▸ **WORK TO BE COMPLETED**:
Your output must consist solely of the lines from the one containing "Quickly — is there any gravel" through the end of the records, reproduced exactly.

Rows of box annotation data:
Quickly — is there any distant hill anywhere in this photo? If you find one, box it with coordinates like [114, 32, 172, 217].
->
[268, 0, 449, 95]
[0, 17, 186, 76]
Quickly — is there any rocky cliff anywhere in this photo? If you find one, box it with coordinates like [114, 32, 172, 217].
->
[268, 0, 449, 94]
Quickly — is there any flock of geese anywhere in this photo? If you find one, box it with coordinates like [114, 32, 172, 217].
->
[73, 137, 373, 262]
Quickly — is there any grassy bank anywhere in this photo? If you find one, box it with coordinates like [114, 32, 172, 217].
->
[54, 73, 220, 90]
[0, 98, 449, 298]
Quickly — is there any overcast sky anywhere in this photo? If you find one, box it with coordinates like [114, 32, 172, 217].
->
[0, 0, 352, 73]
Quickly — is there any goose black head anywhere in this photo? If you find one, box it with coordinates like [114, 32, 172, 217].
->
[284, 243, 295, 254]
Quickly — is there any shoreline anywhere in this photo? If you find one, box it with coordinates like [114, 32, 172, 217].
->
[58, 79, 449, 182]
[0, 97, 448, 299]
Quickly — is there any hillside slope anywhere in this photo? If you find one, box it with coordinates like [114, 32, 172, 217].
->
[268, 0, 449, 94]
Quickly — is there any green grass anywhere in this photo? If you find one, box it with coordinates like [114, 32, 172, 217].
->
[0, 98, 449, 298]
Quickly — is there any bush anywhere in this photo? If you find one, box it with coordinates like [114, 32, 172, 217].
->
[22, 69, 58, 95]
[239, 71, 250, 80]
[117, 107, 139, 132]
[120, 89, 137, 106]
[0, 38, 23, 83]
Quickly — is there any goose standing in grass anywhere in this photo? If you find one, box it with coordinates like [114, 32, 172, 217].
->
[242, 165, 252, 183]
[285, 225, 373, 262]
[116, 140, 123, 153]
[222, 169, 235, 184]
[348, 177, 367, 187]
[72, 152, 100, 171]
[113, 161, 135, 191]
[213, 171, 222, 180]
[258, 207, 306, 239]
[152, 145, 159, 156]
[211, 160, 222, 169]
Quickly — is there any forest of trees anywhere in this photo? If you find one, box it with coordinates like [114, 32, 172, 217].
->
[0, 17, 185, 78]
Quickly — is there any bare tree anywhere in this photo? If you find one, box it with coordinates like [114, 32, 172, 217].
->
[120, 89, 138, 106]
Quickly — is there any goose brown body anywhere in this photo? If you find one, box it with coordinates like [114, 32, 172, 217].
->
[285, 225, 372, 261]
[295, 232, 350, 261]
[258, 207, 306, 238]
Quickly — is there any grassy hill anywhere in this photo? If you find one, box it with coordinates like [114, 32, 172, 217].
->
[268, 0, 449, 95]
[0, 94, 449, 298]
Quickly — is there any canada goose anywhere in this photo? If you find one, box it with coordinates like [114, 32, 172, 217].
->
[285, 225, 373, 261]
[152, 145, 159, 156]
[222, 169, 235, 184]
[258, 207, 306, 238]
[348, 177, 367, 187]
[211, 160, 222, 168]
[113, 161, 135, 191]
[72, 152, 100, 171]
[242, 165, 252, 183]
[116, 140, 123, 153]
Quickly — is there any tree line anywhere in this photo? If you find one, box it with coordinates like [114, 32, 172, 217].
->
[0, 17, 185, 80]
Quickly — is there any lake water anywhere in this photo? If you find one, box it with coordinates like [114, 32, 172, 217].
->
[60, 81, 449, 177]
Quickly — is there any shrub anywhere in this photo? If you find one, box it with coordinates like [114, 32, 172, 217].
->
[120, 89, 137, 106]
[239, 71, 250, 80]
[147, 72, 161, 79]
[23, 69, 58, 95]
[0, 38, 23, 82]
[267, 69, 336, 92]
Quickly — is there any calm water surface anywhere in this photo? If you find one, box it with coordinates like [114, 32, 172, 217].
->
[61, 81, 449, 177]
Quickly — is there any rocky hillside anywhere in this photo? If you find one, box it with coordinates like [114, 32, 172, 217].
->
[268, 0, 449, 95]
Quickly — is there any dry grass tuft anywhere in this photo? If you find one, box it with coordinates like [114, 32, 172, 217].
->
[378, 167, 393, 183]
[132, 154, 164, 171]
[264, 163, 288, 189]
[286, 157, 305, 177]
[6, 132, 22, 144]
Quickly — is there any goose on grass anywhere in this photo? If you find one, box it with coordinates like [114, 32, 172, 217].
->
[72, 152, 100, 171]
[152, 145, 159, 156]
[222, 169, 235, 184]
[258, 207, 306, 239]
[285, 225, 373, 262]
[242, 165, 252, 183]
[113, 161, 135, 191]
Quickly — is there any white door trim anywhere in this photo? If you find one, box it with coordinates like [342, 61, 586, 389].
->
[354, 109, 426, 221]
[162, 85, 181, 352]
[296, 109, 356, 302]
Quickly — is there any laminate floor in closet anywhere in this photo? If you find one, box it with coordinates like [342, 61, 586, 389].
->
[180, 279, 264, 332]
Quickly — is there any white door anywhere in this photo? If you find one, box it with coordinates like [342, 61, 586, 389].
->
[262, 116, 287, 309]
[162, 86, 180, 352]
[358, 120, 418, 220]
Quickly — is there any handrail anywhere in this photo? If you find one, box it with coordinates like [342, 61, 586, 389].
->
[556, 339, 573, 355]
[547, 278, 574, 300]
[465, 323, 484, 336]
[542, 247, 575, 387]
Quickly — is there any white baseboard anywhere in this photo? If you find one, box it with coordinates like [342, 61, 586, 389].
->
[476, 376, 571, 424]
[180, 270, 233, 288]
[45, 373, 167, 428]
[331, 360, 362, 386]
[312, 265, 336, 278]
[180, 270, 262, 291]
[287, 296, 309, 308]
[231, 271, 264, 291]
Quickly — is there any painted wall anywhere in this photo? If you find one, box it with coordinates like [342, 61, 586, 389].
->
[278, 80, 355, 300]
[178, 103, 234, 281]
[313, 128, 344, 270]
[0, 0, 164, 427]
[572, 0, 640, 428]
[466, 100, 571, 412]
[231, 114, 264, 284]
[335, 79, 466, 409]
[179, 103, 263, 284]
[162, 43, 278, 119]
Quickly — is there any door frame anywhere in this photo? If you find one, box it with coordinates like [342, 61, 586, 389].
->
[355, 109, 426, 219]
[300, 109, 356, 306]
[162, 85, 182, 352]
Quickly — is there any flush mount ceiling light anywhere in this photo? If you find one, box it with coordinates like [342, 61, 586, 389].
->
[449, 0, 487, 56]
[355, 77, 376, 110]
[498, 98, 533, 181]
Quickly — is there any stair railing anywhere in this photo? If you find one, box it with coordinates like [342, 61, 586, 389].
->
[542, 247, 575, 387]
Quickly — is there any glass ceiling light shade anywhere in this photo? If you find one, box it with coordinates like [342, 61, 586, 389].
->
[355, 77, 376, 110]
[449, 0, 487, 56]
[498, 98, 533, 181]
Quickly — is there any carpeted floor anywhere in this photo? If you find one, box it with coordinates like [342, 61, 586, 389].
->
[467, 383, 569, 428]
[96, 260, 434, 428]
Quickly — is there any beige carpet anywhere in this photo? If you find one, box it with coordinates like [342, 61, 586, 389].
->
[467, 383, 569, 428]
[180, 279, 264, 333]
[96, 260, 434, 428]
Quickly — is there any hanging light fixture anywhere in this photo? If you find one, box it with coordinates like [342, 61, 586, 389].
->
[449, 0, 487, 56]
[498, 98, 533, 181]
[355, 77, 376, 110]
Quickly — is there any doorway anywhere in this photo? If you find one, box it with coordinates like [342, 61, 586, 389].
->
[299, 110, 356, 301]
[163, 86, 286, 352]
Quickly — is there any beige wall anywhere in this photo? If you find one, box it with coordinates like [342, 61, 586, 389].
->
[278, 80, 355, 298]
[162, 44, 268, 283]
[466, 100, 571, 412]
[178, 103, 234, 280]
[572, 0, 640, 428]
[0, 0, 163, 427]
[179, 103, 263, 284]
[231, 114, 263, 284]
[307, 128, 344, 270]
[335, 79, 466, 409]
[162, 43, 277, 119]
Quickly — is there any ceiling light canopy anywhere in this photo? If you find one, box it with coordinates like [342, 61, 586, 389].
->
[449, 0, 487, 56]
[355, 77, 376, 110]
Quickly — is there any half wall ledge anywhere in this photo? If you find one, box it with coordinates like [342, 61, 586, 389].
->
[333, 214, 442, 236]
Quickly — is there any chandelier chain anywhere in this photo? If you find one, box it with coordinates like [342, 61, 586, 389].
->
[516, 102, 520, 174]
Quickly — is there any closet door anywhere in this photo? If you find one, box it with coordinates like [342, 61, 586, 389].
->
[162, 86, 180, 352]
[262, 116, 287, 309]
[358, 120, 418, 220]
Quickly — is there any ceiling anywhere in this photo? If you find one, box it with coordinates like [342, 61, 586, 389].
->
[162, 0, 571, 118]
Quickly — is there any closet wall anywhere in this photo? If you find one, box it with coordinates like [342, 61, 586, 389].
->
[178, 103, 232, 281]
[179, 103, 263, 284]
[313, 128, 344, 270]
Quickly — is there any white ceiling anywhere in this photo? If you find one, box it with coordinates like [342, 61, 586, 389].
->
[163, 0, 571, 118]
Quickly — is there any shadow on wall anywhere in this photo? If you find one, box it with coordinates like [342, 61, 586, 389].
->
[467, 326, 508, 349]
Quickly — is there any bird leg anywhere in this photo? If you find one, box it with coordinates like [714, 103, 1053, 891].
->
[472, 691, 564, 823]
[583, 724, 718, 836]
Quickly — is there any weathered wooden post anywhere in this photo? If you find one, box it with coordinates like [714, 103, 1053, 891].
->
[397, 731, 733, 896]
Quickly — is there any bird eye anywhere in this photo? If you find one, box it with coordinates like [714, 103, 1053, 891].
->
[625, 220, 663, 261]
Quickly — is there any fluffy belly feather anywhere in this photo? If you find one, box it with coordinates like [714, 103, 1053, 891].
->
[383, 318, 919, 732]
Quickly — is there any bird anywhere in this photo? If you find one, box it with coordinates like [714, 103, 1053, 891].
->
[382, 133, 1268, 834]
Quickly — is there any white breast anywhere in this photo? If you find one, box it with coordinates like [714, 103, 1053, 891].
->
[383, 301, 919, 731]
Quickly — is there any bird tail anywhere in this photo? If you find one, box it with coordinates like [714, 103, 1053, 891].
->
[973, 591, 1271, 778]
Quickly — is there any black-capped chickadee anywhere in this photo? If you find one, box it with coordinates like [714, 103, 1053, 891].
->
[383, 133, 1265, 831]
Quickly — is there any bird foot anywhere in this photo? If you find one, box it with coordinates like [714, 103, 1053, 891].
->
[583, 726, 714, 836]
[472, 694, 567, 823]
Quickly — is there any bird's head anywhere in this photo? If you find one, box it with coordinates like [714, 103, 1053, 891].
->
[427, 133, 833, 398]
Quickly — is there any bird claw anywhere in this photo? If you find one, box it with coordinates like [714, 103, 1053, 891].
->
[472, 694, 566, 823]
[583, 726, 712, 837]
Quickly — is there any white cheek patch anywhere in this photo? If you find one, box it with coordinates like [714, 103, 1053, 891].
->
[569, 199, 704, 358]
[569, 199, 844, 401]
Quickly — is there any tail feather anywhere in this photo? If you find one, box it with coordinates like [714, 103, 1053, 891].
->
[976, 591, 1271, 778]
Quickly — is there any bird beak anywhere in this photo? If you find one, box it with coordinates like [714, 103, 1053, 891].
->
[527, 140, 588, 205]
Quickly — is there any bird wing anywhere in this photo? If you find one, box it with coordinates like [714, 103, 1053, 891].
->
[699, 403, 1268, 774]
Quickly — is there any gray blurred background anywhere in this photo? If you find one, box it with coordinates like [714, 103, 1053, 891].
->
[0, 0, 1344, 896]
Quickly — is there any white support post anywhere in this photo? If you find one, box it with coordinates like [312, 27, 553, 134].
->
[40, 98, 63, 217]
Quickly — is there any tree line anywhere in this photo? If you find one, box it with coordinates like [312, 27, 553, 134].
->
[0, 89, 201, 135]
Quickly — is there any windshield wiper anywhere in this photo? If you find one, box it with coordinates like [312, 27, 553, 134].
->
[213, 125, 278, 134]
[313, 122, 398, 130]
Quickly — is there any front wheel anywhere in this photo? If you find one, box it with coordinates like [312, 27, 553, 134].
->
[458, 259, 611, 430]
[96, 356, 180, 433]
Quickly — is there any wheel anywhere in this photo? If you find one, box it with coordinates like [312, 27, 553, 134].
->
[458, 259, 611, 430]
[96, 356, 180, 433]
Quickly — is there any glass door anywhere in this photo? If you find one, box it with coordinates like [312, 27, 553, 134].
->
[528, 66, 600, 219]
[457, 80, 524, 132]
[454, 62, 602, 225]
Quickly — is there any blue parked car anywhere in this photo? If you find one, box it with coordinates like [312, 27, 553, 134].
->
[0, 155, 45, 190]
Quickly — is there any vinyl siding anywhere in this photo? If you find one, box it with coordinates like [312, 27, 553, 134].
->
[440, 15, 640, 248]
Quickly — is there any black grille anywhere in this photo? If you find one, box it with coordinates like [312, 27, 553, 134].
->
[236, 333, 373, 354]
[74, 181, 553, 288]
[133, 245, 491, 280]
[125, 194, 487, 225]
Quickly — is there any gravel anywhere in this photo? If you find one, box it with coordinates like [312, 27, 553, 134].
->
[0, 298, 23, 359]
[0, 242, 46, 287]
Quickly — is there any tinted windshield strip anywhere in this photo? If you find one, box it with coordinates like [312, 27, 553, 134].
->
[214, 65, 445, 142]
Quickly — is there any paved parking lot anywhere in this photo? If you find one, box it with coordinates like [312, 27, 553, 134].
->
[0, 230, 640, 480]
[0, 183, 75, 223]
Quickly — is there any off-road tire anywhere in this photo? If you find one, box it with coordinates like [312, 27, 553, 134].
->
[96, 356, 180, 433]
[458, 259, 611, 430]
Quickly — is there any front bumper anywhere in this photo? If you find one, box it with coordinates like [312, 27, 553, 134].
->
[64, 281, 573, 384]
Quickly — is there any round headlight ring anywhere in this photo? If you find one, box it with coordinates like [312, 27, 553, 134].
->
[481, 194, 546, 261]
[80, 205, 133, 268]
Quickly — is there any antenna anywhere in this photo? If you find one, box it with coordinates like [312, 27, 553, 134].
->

▸ **RESULT OF THE EXERCISE**:
Quickly — is there any gravel anywhere in this photo? If you find one, box it with coordinates like [312, 27, 553, 134].
->
[0, 298, 23, 359]
[0, 242, 46, 287]
Quickly — is there any tinted windshield strip anywhere in this photo? If you find one, box it with coordinates like [312, 27, 553, 134].
->
[214, 65, 445, 142]
Quickly — is there any paved parking lot anywhere in this photo? If you find one, box it with coordinates like [312, 27, 553, 134].
->
[0, 230, 640, 480]
[0, 183, 75, 223]
Quickly — is there any off-road tire anywhere in this photo? If you find one, box it with coordinates like [312, 27, 553, 134].
->
[96, 356, 180, 433]
[458, 259, 611, 430]
Quickly — is there any front bumper anywhere in this photo? If you find one, box it with coordinates like [312, 27, 553, 134].
->
[64, 281, 573, 384]
Quickly — is there any round headlight ring anywhere in this photo? If you find one, box it with coordinates like [312, 27, 553, 134].
->
[481, 194, 546, 261]
[80, 205, 133, 268]
Quickly — is there any antenna anywhere in this photo? If you find one, box it with coordinates like [312, 27, 553, 134].
->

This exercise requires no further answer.